### Segmentation annotation records
- - - - -
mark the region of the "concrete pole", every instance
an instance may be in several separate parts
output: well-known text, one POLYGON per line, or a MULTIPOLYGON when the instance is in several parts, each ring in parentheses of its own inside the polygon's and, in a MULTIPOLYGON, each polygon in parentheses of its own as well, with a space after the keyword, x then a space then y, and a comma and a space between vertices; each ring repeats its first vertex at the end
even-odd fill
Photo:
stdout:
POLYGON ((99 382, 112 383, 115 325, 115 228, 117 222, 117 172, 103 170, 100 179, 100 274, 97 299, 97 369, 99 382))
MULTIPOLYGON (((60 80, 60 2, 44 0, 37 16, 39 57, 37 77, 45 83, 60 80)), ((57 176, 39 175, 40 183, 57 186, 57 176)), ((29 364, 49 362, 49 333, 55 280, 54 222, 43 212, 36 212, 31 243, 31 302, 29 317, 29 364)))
- - - - -
### REQUIREMENTS
Please set out every line of the material above as a JSON array of strings, one string per line, leaving out any blank lines.

### TASK SOLUTION
[
  "mark the region of the \"concrete pole\", every instance",
  "an instance may be in several separate parts",
  "output: well-known text, one POLYGON per line, or a MULTIPOLYGON when the instance is in several parts, each ring in parentheses of its own inside the polygon's and, in a MULTIPOLYGON, each polygon in parentheses of its own as well, with a space after the keyword, x then a space then y, and a comma and a space between vertices; each ring repeats its first vertex at the end",
  "even-odd fill",
  "Photo:",
  "stdout:",
  "POLYGON ((99 382, 112 383, 115 325, 115 228, 117 222, 117 172, 103 170, 100 179, 100 274, 97 299, 97 369, 99 382))",
  "MULTIPOLYGON (((60 80, 60 2, 44 0, 37 16, 39 57, 37 77, 45 83, 60 80)), ((57 176, 39 175, 40 183, 57 186, 57 176)), ((29 364, 49 362, 49 333, 55 280, 54 222, 43 212, 36 212, 31 243, 31 302, 29 317, 29 364)))"
]